Exercise aim:
Retype the data below without altering anything.
-- BEGIN --
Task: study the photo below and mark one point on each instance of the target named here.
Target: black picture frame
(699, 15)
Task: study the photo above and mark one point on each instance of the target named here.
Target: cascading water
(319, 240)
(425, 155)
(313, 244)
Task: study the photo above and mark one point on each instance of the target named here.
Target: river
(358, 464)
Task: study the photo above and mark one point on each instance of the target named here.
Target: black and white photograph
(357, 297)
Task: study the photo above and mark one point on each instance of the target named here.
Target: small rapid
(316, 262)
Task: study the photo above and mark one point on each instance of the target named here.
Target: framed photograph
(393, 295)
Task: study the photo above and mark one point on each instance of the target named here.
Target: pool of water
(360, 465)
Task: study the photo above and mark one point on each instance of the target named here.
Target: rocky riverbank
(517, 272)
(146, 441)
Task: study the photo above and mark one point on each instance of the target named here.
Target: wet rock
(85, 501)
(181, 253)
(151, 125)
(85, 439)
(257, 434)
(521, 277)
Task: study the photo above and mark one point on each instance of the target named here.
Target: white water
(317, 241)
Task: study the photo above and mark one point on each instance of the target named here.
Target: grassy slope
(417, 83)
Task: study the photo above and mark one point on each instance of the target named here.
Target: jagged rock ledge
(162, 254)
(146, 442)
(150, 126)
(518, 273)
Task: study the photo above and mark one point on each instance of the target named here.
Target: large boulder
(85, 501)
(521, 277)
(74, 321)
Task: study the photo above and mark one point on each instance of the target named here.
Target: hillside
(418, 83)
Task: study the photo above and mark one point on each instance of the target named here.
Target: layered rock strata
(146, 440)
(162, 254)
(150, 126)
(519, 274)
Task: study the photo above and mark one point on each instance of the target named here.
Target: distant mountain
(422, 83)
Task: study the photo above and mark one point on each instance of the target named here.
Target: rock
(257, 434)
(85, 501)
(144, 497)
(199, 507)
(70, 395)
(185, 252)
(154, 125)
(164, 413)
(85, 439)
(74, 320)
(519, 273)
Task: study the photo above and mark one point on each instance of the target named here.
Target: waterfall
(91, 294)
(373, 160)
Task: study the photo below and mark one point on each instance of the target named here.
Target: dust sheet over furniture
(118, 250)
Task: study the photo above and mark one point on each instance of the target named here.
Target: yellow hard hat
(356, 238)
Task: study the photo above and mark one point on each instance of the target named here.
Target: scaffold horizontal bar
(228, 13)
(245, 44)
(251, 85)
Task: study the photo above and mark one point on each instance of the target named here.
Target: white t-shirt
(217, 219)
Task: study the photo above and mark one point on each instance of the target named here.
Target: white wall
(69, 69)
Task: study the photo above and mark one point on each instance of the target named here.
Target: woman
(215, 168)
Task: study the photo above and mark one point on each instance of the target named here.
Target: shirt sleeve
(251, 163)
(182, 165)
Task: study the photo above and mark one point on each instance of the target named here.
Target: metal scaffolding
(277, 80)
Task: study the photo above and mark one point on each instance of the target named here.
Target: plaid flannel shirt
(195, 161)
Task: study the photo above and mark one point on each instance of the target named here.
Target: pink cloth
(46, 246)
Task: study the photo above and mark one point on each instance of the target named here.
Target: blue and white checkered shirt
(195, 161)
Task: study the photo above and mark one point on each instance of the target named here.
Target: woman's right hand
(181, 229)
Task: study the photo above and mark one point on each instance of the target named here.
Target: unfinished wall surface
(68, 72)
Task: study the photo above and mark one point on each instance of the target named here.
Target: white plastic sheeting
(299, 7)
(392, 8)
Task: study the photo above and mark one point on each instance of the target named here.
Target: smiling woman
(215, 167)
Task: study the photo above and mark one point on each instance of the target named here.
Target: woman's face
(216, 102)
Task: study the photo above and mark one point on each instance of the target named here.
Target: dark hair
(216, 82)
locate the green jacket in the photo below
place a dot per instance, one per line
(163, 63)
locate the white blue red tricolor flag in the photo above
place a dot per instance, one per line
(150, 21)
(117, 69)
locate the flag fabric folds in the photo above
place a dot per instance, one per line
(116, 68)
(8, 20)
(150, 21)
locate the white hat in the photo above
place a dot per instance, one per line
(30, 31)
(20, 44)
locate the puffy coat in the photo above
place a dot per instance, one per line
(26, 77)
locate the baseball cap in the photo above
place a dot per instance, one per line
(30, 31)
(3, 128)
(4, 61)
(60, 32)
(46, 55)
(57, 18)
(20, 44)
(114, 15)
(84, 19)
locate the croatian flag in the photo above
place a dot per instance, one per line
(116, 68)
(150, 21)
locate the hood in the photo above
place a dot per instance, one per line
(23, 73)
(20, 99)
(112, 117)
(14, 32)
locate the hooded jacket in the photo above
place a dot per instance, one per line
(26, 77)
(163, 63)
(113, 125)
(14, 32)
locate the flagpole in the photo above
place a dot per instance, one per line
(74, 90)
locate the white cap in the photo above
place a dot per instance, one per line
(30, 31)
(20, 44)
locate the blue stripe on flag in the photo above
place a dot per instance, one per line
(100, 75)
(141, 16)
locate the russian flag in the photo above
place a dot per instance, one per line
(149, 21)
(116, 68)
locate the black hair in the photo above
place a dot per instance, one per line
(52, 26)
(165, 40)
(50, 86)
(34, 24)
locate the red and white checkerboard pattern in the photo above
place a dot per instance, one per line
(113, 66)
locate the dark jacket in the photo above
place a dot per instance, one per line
-- END --
Written solution:
Task: study the photo below and mark one point on each instance of the target named here.
Target: black picture frame
(699, 15)
Task: study the photo above and mark one point on each instance of the target named here.
Target: cascading water
(319, 240)
(425, 155)
(313, 244)
Task: study the photo above and mark one point on each instance of the target named here.
Target: river
(358, 464)
Task: study the photo above and mark one point on each instance of the target named here.
Target: black and white photograph
(357, 297)
Task: study the photo above and mark one point on each instance of the target named here.
Target: small rapid
(316, 262)
Task: study the photo above and mark one point on each instance of the target named here.
Target: framed photograph
(393, 295)
Task: study the photo above and mark one point on each instance of the target named here.
Target: pool of water
(360, 465)
Task: study the photo above and mark one point on each instance of the target named here.
Target: rocky riverbank
(517, 272)
(146, 441)
Task: study the photo above and mark one point on each instance of the target named here.
Target: wet rock
(85, 501)
(181, 253)
(151, 125)
(85, 439)
(257, 434)
(521, 277)
Task: study the photo above and mark one point on each instance of the target named here.
Target: white water
(317, 241)
Task: study the photo above and mark one point on each instance of the target named here.
Target: grassy slope
(417, 83)
Task: study the photo above and mark one point on each instance of the target named here.
Target: jagged rock ledge
(162, 254)
(146, 442)
(150, 126)
(518, 273)
Task: study the photo above and mark one point on each instance of the target named here.
Target: large boulder
(85, 501)
(521, 277)
(74, 321)
Task: study the photo above and mark one point on each instance of the target named here.
Target: hillside
(418, 83)
Task: study the photo above and mark one point on each instance of the target named here.
Target: layered rock strata
(146, 440)
(162, 254)
(150, 126)
(519, 274)
Task: study the photo above and mark one point on each instance of the target named here.
Target: distant mountain
(422, 83)
Task: study the photo above and mark one point on each instance of the target named here.
Target: rock
(257, 434)
(85, 501)
(144, 497)
(199, 507)
(70, 395)
(185, 252)
(154, 125)
(164, 413)
(85, 439)
(74, 320)
(519, 273)
Task: study the photo above and mark one point on each instance of the target named here.
Target: waterfall
(91, 294)
(373, 160)
Task: study the photo below and mark one point on each instance of the target named here.
Target: dust sheet over furniture
(118, 250)
Task: study the photo above and mark one point on each instance of the target named here.
Target: yellow hard hat
(356, 238)
Task: study the photo above and mark one point on each instance of the target named here.
Target: scaffold horizontal bar
(228, 13)
(245, 44)
(251, 85)
Task: study the photo above and mark one point on each instance of the target named here.
Target: white t-shirt
(217, 219)
Task: study the photo above and mark one point on each instance of the target named here.
Target: white wall
(69, 69)
Task: study the photo above and mark one point on each instance of the target named here.
Target: woman
(215, 168)
Task: study the photo above and mark one point on each instance of the target named here.
Target: shirt sleeve
(251, 163)
(182, 165)
Task: study the photo above and mark one point on each instance of the target named here.
Target: metal scaffolding
(277, 80)
Task: study the photo above and mark one point on each instance of the target named here.
Target: plaid flannel shirt
(195, 161)
Task: study the photo above and mark one point on each instance of the target named here.
Target: pink cloth
(46, 246)
Task: study the photo above and mark one point on each instance of the target named here.
Target: blue and white checkered shirt
(195, 161)
Task: study the photo above and mark one point on each instance of the target named here.
Target: woman's right hand
(181, 229)
Task: study the photo above and mark one point on each instance of the target named here.
Target: unfinished wall surface
(68, 72)
Task: study the photo above and mark one point on each instance of the target named here.
Target: white plastic sheeting
(299, 7)
(392, 8)
Task: study the photo above and mark one point on each instance of the target named here.
Target: smiling woman
(215, 167)
Task: study the photo above and mark one point on each instance of the target named here.
Target: woman's face
(216, 102)
Task: study the photo above and mark one point on each instance of the target named here.
Target: dark hair
(216, 82)
locate the green jacket in the photo below
place a dot per instance, one per line
(163, 63)
locate the white blue red tricolor flag in the photo above
place a dot per instance, one per line
(150, 21)
(117, 69)
locate the flag fabric folds in the photo above
place a dot per instance, one per line
(116, 68)
(8, 20)
(150, 21)
locate the white hat in the photo above
place a dot per instance, one per line
(30, 31)
(20, 44)
locate the puffy coat in the photo above
place a dot per instance, one per line
(26, 77)
locate the baseball cap in the photo above
place a dot per instance, one per line
(30, 31)
(3, 128)
(4, 61)
(60, 32)
(46, 55)
(57, 18)
(20, 44)
(114, 15)
(84, 19)
locate the croatian flag in the photo above
place a dot per instance, one per line
(116, 68)
(150, 21)
locate the hood in the photo above
place a dot per instance, one per line
(23, 73)
(20, 99)
(112, 117)
(14, 32)
locate the hooded jacket in the photo above
place a dot per instance, one per line
(26, 77)
(163, 63)
(113, 125)
(14, 32)
locate the flagpole in the photo above
place a dot per instance, one per line
(74, 90)
locate the white cap in the photo above
place a dot per instance, one per line
(30, 31)
(20, 44)
locate the blue stripe on flag in the photo above
place a dot per instance, one per line
(100, 75)
(141, 16)
locate the russian flag in the photo above
place a dot per instance, one per line
(149, 21)
(116, 68)
locate the black hair in the photo above
place a dot per instance, one per line
(52, 26)
(165, 40)
(50, 86)
(34, 24)
locate the red and white checkerboard pattern in the photo above
place a dot per instance, one per line
(113, 66)
locate the dark jacket in the photo above
place a dot per instance, one per line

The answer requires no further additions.